→ Texte cité:
Le capitalisme profite de l'oppression des femmes car il lui permet de les exploiter plus durement que les hommes |
Alors
comment s'en sortir ?
En
tant que socialistes, nous sommes farouchement opposés à toute
discrimination et oppression, quelle qu'elle soit et d'où qu'elle
vienne. Cependant, nous ne pensons pas qu'il suffise de dire aux
hommes “Soyez plus gentils avec les femmes” pour remédier à ce
problème, car il s'agit d'un problème structurel et qui plus est,
encouragé par le capitalisme qui, comme nous l'avons dit, en tire
d'énormes bénéfices.
Nous
ne sommes pas d'accord avec les féministes bourgeois-es pour qui la
lutte consiste à « Il faut encourager plus de femmes à la
tête des institutions et des entreprises » ou « Il faut
aider les femmes à développer leurs propres activités
économiques ». Nous ne sommes évidemment pas contre cela,
mais nous pensons que ça ne règle pas le fond de la question.
Tout
d'abord, le FMI a beau être dirigé par une femme, Mme Lagarde,
cela n'empêche pas que cette institution soit responsable de la
misère de dizaines de millions de femmes partout dans le monde et en
particulier en Afrique. Le fait que Mme Merkel se retrouve à la
tête de l'Allemagne n'empêche pas aussi qu'une part croissante de
la population allemande vive dans la pauvreté (15 %
aujourd'hui), dont une majorité de femmes (les femmes seules avec
enfants constituant toujours une des couches les plus vulnérables de
la population même dans les pays avancés, leur situation étant
gravement aggravée par la crise économique). D'autre part, dans
notre pays, même des femmes tenant des postes à responsabilité
peuvent être des patronnes très craintes dans leur entreprise, mais
une fois revenues à la maison, redeviennent la femme de leur mari,
quel que soit le statut de ce mari en-dehors du foyer. Nous ne
croyons pas non plus à la nécessité d'instituer une “parité
homme-femme” sur les listes électorales, etc.

→ Énoncé détaillé: Retranscrivez fidèlement le passage du texte cité situé entre « Le capitalisme profite » et « d'énormes bénéfices. », ces deux segments inclus. Le matériel ci-dessous provient d'une autre source.

→ Extrait de données:
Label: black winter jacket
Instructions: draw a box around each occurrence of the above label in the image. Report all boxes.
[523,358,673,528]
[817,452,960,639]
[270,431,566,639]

→ Réponse complète:
Le capitalisme profite de l'oppression des femmes car il lui permet de les exploiter plus durement que les hommes |
Alors
comment s'en sortir ?
En
tant que socialistes, nous sommes farouchement opposés à toute
discrimination et oppression, quelle qu'elle soit et d'où qu'elle
vienne. Cependant, nous ne pensons pas qu'il suffise de dire aux
hommes “Soyez plus gentils avec les femmes” pour remédier à ce
problème, car il s'agit d'un problème structurel et qui plus est,
encouragé par le capitalisme qui, comme nous l'avons dit, en tire
d'énormes bénéfices.